--- Document section ---
Fibrotic disease is caused by the formation of fibrosis. Pulmonary fibrosis is the development of excess fibrous connective tissue (fibrosis) in the lungs. It is also described as "scarring of the lung".
Pulmonary fibrosis may be a secondary effect of other diseases. Most of these are classified as interstitial lung diseases. Examples include autoimmune disorders, viral infections or other microscopic injuries to the lung.
However, pulmonary fibrosis can also appear without any known cause. In this case, it is termed "idiopathic". Most idiopathic cases are diagnosed as idiopathic pulmonary fibrosis. This is a diagnosis of exclusion of a characteristic set of histologic/pathologic features known as usual interstitial pneumonia (UIP).
In either case, there is a growing body of evidence which points to a genetic predisposition in a subset of patients. For example, a mutation in Surfactant protein C (SP-C) has been found to exist in some families with a history of pulmonary fibrosis.
Some diseases and conditions that may cause pulmonary fibrosis as a secondary effect include the following:
* Inhalation of environmental and occupational pollutants, such as in asbestosis, silicosis, and exposure to certain gases. Coal miners, ship workers and sand blasters among others are at higher risk. Hypersensitivity pneumonitis, most often resulting from inhaling dust contaminated with bacterial, fungal, or animal products.
* Cigarette smoking can increase the risk or make the illness worse.
* Some typical connective tissue diseases such as rheumatoid arthritis, SLE, and scleroderma.
* Other diseases that involve connective tissue, such as sarcoidosis and Wegener's granulomatosis.
* Infections, including bacterial, viral, and fungal.
* Certain medications, for example amiodarone, bleomycin, busulfan, methotrexate, and nitrofurantoin.
* Radiation therapy to the region of the chest.
As you can see, the possible causes of fibrotic lung disease are many and varied. The fibrosis is just a description of the findings on studies, but does not tell the physician about the cause in most cases. That usually has to be determined from the patients past medical history.
---
→ **Task 1**
In the text on pulmonary fibrosis, what term is used when the condition appears without any known cause?
→ **Task 2**
List every medication that the pulmonary fibrosis text names as a possible cause.
--- Data section ---
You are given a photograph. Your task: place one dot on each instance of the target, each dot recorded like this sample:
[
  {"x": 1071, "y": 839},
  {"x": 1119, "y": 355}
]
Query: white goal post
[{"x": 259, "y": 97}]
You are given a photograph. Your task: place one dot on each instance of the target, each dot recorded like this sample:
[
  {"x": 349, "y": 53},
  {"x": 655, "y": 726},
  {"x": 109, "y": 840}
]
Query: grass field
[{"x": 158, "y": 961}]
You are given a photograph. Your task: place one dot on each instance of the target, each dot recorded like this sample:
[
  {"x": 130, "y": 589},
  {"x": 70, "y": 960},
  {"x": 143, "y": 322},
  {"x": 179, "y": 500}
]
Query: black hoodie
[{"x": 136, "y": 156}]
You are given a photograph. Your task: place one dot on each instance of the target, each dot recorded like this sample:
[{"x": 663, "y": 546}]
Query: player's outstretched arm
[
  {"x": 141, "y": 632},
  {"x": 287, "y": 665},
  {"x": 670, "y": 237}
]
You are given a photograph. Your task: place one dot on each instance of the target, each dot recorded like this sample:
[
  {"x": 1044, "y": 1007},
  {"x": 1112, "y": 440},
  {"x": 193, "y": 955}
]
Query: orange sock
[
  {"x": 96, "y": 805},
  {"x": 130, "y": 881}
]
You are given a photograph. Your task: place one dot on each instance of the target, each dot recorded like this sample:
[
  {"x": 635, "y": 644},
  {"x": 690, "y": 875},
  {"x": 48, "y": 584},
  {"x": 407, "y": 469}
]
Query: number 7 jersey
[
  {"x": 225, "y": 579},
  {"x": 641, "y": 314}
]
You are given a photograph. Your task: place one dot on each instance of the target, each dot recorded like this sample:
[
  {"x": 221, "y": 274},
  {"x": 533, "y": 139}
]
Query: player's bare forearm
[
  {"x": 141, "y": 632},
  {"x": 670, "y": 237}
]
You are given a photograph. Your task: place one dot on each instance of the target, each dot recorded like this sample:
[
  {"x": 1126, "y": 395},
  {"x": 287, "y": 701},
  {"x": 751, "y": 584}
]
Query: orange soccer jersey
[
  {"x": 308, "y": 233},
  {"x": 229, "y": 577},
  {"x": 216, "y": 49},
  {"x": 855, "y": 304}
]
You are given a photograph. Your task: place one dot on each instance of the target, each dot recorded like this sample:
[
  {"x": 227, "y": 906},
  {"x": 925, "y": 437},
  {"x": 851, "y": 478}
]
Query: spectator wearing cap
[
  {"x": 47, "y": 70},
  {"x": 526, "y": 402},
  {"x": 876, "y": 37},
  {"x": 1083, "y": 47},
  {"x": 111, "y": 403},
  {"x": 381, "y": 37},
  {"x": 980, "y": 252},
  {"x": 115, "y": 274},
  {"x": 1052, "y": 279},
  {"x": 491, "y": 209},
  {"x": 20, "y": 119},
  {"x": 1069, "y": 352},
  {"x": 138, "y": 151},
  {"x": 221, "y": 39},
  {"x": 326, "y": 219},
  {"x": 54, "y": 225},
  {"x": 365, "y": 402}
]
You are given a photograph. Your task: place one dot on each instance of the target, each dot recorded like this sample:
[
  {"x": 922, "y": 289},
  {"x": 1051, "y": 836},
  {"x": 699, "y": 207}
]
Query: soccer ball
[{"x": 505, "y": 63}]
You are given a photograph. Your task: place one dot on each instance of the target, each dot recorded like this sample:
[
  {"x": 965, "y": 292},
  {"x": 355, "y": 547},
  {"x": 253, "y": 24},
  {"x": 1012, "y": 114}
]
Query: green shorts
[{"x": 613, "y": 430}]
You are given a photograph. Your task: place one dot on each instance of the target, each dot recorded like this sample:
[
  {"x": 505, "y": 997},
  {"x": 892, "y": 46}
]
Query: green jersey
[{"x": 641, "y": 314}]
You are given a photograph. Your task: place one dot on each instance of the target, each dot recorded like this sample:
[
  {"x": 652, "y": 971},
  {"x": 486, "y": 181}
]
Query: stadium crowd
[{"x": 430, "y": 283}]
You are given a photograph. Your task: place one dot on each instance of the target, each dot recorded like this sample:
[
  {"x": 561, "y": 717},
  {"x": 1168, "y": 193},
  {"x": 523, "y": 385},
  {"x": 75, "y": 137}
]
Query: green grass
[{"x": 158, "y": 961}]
---
→ **Task answer 1**
Idiopathic

→ **Task answer 2**
amiodarone, bleomycin, busulfan, methotrexate, nitrofurantoin